It can be shown that G₁ = −F₂. Therefore, the second term in Equation (5) represents the amount of oxygen transferred from the arteriole to the venule, whereas the first term represents the amount transferred from the arteriole to the surrounding tissue less the amount transferred to the venule. The two terms in Equation (6) are interpreted accordingly. Hence counter-current exchange of oxygen is quantitatively expressed by the terms F₂(P_a − P_v) = −G₁(P_a − P_v) in Equations (5) and (6).

The coefficients F₁, F₂, G₁, and G₂ can be determined numerically for each set of parameters R_a, R_v, H, and l_t. The details of the numerical procedure are given in the Appendix.

OXYGEN TRANSPORT IN THE BLOOD

Oxygen is transported in the blood by convective motion of red blood cells and plasma in both longitudinal and radial directions and by molecular diffusion. It is known that at higher rates of shear the transport can be significantly augmented, the effect being attributed to pseudorandom radial motion of red blood cells [1, 20]. Recently, Ellsworth and Pittman [4] measured oxygen hemoglobin saturation profiles in arterioles and venules and found that the profiles in some cases are nonuniform and asymmetric; the sources of nonuniformity or asymmetry have not been identified, but upstream vascular bifurcations and noncircular vessel shapes were implicated. To describe these effects, a careful analysis of O₂ distribution in the vascular lumen is necessary. For the purpose of the present analysis we introduce “mixing cup” P_O2 in the blood, P_b; i.e., we assume that O₂ flow through the vessel cross section is given by the expression

$$Q[{\alpha }_b{P}_b+CS(P_b)]$$

where Q is the volumetric blood flow rate, α_b is the oxygen solubility coefficient in blood, C is the oxygen-carrying capacity of the blood, and S is the fractional saturation of hemoglobin with O₂. It is assumed that the chemical reaction between hemoglobin and oxygen is in equilibrium, which yields the relationship S(P_b).

Oxygen balance in a vessel can be expressed in the form

$$Q{\alpha }_b\frac{\partial }{\partial z}\left[P_b+\frac{C}{{\alpha }_b}S(P_b)\right]=-J,$$ (7)

where J is the O₂ flux from the vessel per unit length.

◆ Data section:
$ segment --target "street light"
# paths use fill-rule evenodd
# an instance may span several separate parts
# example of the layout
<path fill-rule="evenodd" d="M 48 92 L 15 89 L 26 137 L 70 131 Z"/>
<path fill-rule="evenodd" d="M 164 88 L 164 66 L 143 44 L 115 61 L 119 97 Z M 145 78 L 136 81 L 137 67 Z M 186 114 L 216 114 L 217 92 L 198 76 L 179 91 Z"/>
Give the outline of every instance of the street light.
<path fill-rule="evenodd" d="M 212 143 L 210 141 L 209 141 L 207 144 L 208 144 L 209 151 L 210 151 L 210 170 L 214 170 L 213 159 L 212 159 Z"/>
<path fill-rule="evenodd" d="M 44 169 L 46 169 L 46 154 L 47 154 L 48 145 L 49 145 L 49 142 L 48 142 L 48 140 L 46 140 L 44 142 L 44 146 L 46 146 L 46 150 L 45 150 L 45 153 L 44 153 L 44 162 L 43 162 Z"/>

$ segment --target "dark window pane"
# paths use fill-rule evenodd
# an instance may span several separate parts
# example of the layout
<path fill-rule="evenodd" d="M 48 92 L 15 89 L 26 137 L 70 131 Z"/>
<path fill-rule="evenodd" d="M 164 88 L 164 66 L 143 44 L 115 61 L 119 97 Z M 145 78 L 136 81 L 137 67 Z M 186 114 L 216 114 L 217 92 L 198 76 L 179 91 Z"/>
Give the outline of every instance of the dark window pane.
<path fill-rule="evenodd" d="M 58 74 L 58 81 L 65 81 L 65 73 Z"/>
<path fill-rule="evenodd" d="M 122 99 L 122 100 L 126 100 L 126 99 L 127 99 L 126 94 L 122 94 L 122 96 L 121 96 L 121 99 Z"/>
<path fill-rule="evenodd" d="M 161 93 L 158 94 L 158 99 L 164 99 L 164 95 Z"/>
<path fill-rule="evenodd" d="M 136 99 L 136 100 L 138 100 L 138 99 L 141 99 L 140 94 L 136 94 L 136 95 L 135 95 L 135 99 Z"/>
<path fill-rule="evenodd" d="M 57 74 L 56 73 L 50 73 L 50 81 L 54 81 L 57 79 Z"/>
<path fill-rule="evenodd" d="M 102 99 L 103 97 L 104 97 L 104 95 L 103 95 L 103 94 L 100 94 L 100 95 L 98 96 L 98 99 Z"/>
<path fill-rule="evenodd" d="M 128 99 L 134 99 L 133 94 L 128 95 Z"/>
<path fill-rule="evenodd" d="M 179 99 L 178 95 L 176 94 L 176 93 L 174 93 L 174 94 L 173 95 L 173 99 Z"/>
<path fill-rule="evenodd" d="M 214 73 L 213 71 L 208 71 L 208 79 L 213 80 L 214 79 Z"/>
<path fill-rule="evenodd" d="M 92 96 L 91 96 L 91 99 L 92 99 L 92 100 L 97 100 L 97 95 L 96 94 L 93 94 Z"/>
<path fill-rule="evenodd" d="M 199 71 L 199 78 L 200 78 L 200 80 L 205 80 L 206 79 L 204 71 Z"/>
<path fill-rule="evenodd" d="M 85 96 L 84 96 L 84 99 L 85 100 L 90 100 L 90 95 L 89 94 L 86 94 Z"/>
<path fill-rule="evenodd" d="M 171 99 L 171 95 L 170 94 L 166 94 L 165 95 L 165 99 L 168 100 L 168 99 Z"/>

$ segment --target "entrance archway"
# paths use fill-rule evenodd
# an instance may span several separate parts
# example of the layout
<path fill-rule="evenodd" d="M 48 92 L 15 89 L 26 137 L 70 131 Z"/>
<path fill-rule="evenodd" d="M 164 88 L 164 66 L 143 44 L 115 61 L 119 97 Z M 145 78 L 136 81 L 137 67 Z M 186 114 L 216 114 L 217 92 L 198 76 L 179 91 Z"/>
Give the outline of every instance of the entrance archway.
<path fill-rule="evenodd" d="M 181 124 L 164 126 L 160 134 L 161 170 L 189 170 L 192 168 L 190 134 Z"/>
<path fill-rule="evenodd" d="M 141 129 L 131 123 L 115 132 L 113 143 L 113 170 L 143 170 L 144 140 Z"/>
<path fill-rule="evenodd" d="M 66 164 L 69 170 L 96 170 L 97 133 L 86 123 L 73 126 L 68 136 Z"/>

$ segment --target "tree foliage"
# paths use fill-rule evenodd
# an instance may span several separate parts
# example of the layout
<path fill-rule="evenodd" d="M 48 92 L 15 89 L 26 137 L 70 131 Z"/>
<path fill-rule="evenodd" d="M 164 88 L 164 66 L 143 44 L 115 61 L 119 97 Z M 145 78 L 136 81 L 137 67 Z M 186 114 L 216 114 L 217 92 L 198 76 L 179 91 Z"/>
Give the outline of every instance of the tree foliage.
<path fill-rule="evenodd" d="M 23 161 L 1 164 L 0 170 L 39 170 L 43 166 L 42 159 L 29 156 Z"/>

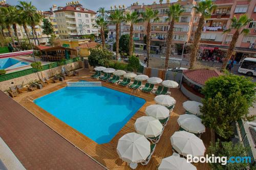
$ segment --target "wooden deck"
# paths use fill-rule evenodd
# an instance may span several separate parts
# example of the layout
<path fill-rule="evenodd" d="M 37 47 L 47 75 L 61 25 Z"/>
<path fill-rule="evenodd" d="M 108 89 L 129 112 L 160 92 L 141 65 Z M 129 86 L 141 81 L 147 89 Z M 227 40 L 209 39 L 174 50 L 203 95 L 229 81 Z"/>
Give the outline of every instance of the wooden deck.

◆ Problem set:
[1] Rewrite the oxygen transport text between "The coefficients F₁, F₂, G₁, and" and "in the Appendix.", inclusive, with "coefficients" changed to "constants".
[2] Write the next part of the oxygen transport text, picking up after its last sentence.

◆ Exercise results:
[1]
The constants F₁, F₂, G₁, and G₂ can be determined numerically for each set of parameters R_a, R_v, H, and l_t. The details of the numerical procedure are given in the Appendix.

[2]
Using Equations (5), (6), and (7), the O₂ transport in a paired arteriole and venule is given by the following simultaneous differential equations:

$$Q_a{\alpha }_b[1+\mathrm{\Phi }(P_a)]\frac{\partial P_a}{\partial z}=-D\alpha [F_1(P_a-P_{\infty })+F_2(P_a-P_v)],$$ (8)

$$Q_v{\alpha }_b[1+\mathrm{\Phi }(P_v)]\frac{\partial P_v}{\partial z}=-D\alpha [G_1(P_a-P_v)+G_2(P_v-P_{\infty })],$$ (9)

where the variables with subscripts a and v, respectively, pertain to the arteriolar and venular vessels. Φ is proportional to the slope of the oxyhemoglobin dissociation curve (ODC):

$$\mathrm{\Phi }(P)=\frac{C}{{\alpha }_b}\frac{dS}{dP}.$$ (10)

The equation (8) and (9) are subject to the boundary conditions, which are specified at the respective inlets of the vessels:

$$z=0:P_a=P_a^{\text{in}},$$ (11)

$$z=L:P_v=P_v^{\text{in}},$$ (12)

where L is the length of each vessel.

ANALYSIS

The saturation function for the ODC is nonlinear. Thus, Equations (8) and (9) with the boundary conditions (11)–(12) form a nonlinear system of differential equations. This system can be solved numerically. In the analysis of O₂ transport in arterioles [15], it was found that the P_O2 falls almost linearly in a given vessel. The experimental studies [14, 19] suggest that there are no large variations in the O₂ saturation in a single vessel. Hence we obtain an analytical solution of the problem by approximating the slope of the ODC along the length of the vessel as that determined at the entry point. Thus, the variables Φ for the arteriolar and venular vessels are given by

$${\mathrm{\Phi }}_a={\frac{C}{{\alpha }_b}\frac{dS}{d{P}_a}|}_{P_a=P_a^{\text{in}}}$$ (13)

and

$${\mathrm{\Phi }}_v={\frac{C}{{\alpha }_b}\frac{dS}{d{P}_v}|}_{P_v=P_v^{\text{in}}}.$$ (14)

Any form of the equation can be used to represent the ODC in the present model. We use the Hill equation:

$$S(P)=\frac{{(P/P_{50})}^n}{1+{(P/P_{50})}^n},$$ (15)

where P₅₀ is the partial pressure of O₂ at 50% saturation and n is the Hill parameter. Note that the Hill equation is accurate in the range of hemoglobin saturation S = 0.2–0.8 and is not valid at low values of P_O2.

Introducing dimensionless variables z^* = z/l_t, L^* = L/l_t, and using (13) and (14), we recast Equations (8) and (9):

$$\frac{d{P}_a}{d{z}^{\ast }}=-[f_1(P_a-P_{\infty })+f_2(P_a-P_v)]$$ (16)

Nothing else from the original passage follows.